Restate, in full and unchanged, the entries that follow, but not their pictures.

# Information provided:
####

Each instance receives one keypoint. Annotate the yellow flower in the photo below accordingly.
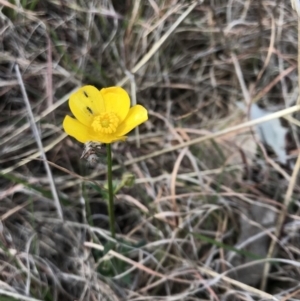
(102, 116)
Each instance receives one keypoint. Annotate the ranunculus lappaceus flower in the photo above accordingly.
(102, 116)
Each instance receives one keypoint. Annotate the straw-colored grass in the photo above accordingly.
(212, 214)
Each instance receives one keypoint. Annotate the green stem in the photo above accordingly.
(111, 211)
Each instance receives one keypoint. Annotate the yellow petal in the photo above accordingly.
(76, 129)
(116, 100)
(86, 102)
(136, 115)
(83, 134)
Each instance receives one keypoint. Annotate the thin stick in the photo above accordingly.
(157, 45)
(111, 212)
(39, 143)
(281, 218)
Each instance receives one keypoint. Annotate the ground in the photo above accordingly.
(207, 193)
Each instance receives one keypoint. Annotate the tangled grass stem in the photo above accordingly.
(111, 212)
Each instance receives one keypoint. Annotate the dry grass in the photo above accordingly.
(212, 214)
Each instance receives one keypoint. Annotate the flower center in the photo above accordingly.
(105, 123)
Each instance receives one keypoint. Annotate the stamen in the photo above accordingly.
(105, 123)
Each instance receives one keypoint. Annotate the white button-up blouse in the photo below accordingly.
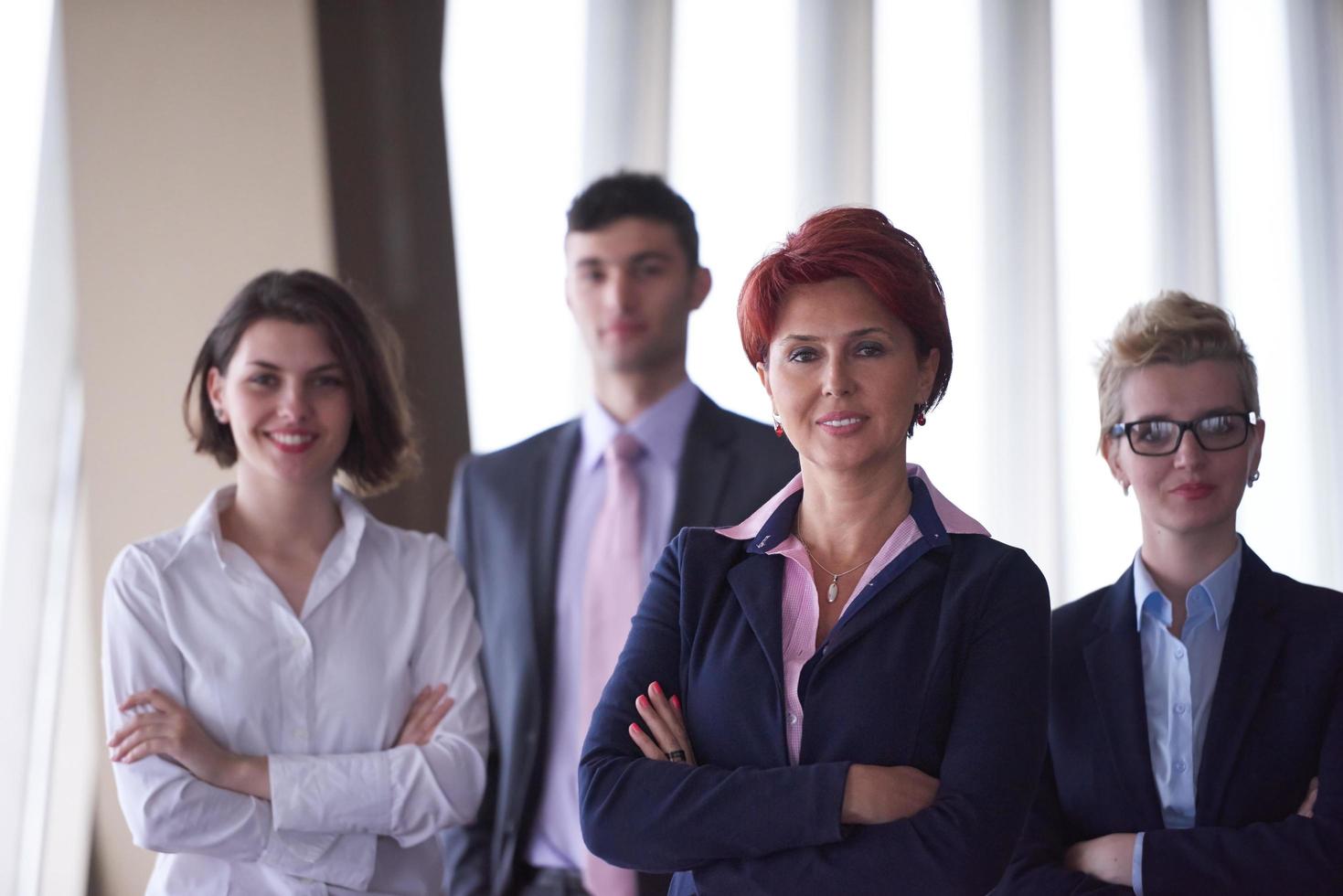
(323, 695)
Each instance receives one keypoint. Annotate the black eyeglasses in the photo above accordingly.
(1213, 432)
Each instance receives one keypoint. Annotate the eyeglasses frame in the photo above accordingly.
(1185, 426)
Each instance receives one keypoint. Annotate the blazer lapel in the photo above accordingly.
(553, 470)
(888, 600)
(1115, 667)
(758, 581)
(705, 464)
(1253, 641)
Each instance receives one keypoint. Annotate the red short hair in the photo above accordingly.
(864, 245)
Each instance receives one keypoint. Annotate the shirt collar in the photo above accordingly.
(205, 523)
(1220, 586)
(660, 427)
(773, 521)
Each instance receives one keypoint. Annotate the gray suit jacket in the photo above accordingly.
(504, 523)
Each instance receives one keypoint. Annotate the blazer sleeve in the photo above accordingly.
(1037, 867)
(466, 848)
(168, 809)
(665, 817)
(987, 778)
(1296, 855)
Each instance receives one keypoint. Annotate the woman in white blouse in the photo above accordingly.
(278, 672)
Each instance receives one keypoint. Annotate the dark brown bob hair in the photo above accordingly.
(380, 452)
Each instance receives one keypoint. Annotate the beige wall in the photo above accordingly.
(197, 162)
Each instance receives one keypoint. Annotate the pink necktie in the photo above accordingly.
(613, 586)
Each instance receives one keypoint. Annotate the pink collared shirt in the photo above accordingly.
(801, 603)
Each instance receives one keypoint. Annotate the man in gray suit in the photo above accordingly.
(521, 521)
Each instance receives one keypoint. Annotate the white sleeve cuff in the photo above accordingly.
(332, 793)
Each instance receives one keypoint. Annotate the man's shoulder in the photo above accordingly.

####

# Response to the exercise:
Each instance receives one keypoint. Annotate the yellow flower in the photo below accordingly.
(102, 116)
Each instance receives one keypoint. Annotate the ranunculus lappaceus flower in the photo above accordingly.
(102, 116)
Each instance receives one keypoint. Annotate the straw-colored grass in the photo above accordingly.
(212, 214)
Each instance receives one keypoint. Annotate the green stem in the photo above accordingly.
(111, 211)
Each instance receives one keypoint. Annotate the yellow petal in the photo above accordingly.
(76, 129)
(116, 100)
(86, 102)
(136, 115)
(83, 134)
Each instance receives one keypoint. Annotate the thin stick in the photo above accordingly.
(157, 45)
(111, 212)
(39, 143)
(281, 218)
Each instance receives one keypoint. Annotate the ground in the photo above accordingly.
(207, 193)
Each instance receives one keypoint. Annotate the tangled grass stem in the photo above accordingly.
(111, 212)
Each instance receives one keypoint. Annotate the dry grass in the photo above accordingly.
(212, 214)
Each instance receives one keypoint. Annotate the flower center in the photo above accordingly.
(105, 123)
Each instance receives one keypoint. Annotate the stamen in the photo above accordingly.
(105, 123)
Each instance receives one keypoint. Annotate the white button-up blouse in the photo below accordingly.
(323, 695)
Each instance receives one keypoint. Annotate the black eyeglasses in the photo above accordingly.
(1213, 432)
Each instance receives one keypoint. Annotate the eyeglasses frame in the photo above accordingly.
(1185, 426)
Each instance receives one keypoint. Annotate the blazer lapel in the photo above accordingly.
(553, 470)
(888, 600)
(1115, 667)
(758, 581)
(705, 464)
(1253, 641)
Each instance receives one keypoint. Annotate the red short hair in the photo above accordingly.
(864, 245)
Each instance receives one keypoint. Annotate the shirt collar in the photo above accordingly.
(205, 523)
(1220, 586)
(660, 427)
(773, 521)
Each instance receives one keypoint. Annotate the gray suit jacket in the photo above accordingly.
(504, 523)
Each instance receives one keypoint. Annotate the blazer sleeve in the photo above accordingly.
(1037, 867)
(466, 848)
(168, 809)
(665, 817)
(987, 778)
(1296, 855)
Each instance receives one keypoint. Annotate the woman in white blouse in the photo above accordingly.
(278, 672)
Each instance receives one keypoint. Annotate the dark brown bob hair in the photo above accordingly.
(380, 452)
Each instance receives one keypoint. Annotate the beige wall in the photo above accordingly.
(197, 162)
Each instance receives one keypoint. Annotate the pink necktie in the photo above accordingly.
(613, 586)
Each instance receives one keypoint. Annotate the pink collared shirt in the photo above accordingly.
(801, 603)
Each instance receives one keypoint. Annotate the man in gray suit in the photo above accordingly.
(521, 521)
Each instance receives one keypoint. Annotate the white sleeve cuff in the photo above accordingly.
(332, 793)
Each instance receives one keypoint. Annotate the man's shoulder in the photo above accordingly.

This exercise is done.